**Provided text**:
──────────

You guys who see patients that quickly are simply “mills” that undermine the dignity and importance of primary care.
When friends and family ask me what they look for in a doctor, I advise them to inquire how often patients are scheduled. Any doctor who sees patients more frequently than every 15 minutes is either a genius or sloppy, and there are not many geniuses around.
Underpaid in New York
You might SEE 50 patients a day, but you are not going to ATTEND 50 patients a day.
If you are seeing that many patients and think you are practicing medicine, you are kidding yourself–you are only pretending to practice medicine. You aren’t even paying enough attention to know how much you are missing and how many bad outcomes you are leaving in your wake. Your patients are coming to you for your standardized mindless script–when they want real medical care they go to someone else and you never know because you never take a history anyway and are in and out so fast that if they try to tell you, they are talking to our back as it goes out the door.
Those of you who practice like that can rant about the bureaurocrats and manage care all you want–YOU are the ones who have in fact already sold out to the dollar, lock stock, and barrel. You may or may not be mature enough to be honest with yourself about it. You may or may not be moral enough to feel guilty about it. Either way, you are not a physician–just a person with a license who pretends to be one.

──────────

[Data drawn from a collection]
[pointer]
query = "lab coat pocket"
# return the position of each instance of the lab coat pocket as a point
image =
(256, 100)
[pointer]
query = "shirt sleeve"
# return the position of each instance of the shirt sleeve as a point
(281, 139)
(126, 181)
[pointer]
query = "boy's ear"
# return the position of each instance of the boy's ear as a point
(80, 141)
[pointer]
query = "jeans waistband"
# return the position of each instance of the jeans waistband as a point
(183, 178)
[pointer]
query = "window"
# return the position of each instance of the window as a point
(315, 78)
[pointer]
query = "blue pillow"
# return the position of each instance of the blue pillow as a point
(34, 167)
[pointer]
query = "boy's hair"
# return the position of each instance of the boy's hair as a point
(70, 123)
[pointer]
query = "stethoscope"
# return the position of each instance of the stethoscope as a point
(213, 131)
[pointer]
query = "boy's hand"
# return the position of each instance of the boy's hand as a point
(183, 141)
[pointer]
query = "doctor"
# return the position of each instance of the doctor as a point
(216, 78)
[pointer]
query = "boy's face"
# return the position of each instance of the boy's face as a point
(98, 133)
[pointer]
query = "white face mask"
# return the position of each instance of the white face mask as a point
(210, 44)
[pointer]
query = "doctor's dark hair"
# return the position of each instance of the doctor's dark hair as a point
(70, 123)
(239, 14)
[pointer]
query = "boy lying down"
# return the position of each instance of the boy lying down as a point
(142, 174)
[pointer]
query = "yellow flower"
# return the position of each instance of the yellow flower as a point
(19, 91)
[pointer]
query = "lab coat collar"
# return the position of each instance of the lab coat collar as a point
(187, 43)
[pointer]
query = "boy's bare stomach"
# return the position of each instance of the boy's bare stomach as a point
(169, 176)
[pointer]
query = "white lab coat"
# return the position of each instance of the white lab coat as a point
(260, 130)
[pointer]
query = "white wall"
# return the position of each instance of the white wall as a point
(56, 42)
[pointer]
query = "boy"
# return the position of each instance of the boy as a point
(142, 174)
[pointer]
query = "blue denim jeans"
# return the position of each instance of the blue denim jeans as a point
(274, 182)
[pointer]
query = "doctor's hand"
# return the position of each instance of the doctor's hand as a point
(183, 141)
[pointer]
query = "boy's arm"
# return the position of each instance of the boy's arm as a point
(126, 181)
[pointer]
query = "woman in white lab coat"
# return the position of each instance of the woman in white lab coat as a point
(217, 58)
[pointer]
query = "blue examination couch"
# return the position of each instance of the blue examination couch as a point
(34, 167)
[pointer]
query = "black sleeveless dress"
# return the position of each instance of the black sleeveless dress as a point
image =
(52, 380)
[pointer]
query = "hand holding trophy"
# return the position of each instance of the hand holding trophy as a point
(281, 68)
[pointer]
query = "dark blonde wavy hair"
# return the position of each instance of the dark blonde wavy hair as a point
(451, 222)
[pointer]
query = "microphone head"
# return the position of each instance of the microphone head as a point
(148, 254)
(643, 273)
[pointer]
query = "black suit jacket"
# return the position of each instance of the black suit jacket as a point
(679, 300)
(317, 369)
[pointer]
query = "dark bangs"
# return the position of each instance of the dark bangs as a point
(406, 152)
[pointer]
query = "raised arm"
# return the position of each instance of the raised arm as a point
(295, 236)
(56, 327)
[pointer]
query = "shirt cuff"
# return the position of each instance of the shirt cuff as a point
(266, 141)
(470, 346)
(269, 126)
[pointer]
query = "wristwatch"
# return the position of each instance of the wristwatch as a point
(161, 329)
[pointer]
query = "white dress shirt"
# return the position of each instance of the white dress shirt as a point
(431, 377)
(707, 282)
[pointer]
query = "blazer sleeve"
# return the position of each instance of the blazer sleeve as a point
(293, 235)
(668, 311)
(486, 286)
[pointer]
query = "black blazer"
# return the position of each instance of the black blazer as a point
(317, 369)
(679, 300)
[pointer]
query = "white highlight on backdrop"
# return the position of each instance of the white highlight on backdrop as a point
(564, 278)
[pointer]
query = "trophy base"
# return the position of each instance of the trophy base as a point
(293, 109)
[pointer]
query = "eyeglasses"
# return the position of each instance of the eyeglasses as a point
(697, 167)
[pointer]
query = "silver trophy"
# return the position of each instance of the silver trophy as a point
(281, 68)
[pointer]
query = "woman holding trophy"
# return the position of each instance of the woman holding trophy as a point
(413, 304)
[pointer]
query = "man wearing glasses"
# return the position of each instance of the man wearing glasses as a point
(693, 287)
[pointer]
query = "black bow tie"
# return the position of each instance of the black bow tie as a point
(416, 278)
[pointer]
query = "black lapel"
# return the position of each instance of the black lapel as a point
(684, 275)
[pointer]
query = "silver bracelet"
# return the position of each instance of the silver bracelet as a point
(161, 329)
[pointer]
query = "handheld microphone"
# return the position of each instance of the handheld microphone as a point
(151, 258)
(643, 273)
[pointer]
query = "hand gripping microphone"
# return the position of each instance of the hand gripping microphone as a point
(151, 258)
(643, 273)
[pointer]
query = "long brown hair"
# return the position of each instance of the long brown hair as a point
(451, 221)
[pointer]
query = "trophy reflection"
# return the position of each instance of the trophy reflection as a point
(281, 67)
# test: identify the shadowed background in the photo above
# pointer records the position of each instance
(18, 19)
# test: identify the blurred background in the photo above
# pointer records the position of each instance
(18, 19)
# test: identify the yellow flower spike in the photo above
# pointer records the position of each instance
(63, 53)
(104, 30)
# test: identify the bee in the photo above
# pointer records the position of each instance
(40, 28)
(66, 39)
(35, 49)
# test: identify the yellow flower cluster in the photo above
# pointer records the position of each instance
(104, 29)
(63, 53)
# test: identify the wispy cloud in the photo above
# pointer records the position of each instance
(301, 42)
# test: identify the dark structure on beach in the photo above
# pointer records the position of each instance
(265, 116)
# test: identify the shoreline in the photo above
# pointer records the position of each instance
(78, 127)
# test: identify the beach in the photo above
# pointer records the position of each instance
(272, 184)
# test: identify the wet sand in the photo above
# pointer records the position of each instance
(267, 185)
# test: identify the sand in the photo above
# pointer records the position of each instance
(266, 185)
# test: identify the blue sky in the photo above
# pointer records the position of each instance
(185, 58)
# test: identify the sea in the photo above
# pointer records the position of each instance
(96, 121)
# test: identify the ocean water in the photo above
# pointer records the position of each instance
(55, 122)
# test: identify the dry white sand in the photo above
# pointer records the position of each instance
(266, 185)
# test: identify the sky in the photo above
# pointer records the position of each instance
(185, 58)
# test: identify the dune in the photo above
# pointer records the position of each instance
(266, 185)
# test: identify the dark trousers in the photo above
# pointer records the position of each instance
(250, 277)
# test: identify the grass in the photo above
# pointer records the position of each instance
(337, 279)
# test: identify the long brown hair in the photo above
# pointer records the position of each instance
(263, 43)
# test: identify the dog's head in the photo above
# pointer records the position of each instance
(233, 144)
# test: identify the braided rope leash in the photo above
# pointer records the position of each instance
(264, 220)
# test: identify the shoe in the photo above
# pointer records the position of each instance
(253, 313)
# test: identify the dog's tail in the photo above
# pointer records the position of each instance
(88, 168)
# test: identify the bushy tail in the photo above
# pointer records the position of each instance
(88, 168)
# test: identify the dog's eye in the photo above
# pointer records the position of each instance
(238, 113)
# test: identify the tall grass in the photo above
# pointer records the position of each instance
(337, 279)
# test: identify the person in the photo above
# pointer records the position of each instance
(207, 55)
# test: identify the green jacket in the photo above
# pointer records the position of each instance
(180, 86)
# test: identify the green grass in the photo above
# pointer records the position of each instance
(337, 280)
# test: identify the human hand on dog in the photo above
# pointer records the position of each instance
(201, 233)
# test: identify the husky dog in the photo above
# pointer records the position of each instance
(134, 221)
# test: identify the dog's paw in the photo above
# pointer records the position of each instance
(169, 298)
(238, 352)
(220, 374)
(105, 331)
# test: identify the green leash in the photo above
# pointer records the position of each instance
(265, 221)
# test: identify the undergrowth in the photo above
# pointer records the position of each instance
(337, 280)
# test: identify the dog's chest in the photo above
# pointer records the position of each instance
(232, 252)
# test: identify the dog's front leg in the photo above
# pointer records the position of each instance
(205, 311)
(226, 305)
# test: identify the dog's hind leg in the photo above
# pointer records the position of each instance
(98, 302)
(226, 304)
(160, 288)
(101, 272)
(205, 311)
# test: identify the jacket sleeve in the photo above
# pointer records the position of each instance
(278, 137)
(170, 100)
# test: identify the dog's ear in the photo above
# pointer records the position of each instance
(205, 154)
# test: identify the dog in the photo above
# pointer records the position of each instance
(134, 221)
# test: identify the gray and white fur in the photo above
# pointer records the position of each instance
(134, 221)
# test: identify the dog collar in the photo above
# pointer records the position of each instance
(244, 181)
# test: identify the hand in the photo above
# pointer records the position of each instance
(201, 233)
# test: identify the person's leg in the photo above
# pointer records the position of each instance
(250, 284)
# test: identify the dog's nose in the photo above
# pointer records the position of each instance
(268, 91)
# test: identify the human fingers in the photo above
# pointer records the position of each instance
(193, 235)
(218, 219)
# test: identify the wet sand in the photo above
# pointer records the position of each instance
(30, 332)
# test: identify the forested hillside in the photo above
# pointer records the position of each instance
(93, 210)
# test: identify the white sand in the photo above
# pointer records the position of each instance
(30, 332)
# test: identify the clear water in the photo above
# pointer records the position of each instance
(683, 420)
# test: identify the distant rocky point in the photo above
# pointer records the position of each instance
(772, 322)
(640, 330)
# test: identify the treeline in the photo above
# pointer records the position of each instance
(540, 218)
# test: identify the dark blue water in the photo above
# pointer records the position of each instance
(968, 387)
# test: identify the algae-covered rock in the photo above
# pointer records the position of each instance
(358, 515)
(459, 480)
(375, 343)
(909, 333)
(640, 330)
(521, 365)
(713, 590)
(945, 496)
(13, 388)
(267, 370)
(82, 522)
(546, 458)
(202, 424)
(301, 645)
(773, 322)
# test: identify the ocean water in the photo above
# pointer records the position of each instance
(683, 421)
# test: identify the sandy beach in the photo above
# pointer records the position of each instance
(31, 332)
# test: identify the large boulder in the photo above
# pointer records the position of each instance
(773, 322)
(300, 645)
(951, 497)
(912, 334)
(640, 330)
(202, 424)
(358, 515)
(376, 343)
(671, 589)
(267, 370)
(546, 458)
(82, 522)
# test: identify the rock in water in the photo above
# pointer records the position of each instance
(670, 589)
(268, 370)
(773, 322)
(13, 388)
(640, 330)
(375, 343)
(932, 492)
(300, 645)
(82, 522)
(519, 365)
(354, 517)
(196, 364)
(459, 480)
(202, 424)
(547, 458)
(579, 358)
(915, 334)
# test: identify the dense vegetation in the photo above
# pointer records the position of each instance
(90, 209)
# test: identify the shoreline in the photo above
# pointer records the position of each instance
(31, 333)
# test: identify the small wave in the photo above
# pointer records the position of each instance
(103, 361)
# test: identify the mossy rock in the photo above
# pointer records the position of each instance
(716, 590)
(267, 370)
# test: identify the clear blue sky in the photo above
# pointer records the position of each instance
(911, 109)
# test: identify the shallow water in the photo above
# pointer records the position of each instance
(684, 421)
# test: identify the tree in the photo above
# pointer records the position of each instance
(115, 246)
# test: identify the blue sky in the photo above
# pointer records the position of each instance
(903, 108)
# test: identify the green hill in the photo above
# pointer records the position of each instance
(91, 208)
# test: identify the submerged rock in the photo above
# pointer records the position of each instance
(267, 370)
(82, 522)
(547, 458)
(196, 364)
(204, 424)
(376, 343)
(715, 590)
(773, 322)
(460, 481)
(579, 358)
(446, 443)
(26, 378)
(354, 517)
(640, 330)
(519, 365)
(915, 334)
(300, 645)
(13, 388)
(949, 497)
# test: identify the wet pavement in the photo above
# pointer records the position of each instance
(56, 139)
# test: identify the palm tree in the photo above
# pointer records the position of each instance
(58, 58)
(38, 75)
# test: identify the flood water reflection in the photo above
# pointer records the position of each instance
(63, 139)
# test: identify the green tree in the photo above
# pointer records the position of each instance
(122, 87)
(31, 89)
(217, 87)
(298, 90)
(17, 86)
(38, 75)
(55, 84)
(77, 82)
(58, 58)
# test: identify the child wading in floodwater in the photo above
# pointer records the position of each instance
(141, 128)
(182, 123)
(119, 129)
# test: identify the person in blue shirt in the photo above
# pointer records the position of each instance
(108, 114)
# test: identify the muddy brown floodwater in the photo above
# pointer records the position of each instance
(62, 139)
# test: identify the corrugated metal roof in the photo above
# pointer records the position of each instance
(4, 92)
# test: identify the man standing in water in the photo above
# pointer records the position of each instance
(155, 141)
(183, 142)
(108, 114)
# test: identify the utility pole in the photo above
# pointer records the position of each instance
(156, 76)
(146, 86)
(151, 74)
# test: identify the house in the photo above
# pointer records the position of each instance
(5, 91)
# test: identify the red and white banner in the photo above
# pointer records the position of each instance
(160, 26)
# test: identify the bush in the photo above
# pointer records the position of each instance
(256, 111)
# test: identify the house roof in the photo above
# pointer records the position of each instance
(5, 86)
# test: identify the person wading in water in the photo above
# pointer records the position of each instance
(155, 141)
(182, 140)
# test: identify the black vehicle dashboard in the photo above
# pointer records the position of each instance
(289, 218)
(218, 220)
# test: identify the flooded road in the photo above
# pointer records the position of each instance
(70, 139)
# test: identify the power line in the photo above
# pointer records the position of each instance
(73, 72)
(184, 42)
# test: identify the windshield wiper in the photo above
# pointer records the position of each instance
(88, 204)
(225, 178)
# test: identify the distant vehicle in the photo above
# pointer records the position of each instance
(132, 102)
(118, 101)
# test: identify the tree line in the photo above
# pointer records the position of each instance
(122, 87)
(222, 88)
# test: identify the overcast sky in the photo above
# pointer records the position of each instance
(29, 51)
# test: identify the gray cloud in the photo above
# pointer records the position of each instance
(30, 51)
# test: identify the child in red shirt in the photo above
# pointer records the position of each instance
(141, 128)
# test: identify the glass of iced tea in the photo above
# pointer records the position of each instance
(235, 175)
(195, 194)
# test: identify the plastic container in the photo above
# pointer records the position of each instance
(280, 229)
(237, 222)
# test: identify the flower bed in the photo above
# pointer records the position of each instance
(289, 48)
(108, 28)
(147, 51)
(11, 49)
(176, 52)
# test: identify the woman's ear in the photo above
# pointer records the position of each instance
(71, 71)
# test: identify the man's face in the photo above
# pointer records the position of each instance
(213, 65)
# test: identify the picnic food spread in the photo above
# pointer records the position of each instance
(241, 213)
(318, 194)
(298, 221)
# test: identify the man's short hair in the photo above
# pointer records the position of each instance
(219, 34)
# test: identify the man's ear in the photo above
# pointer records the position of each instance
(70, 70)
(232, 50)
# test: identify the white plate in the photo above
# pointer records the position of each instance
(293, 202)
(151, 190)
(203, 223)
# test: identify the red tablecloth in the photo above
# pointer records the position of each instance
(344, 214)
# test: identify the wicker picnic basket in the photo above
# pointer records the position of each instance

──────────

**Exercise**:
Transcribe the stretch of the primary care text from "Those of you" through "pretends to be one.", word for word.

**Answer for this exercise**:
Those of you who practice like that can rant about the bureaurocrats and manage care all you want–YOU are the ones who have in fact already sold out to the dollar, lock stock, and barrel. You may or may not be mature enough to be honest with yourself about it. You may or may not be moral enough to feel guilty about it. Either way, you are not a physician–just a person with a license who pretends to be one.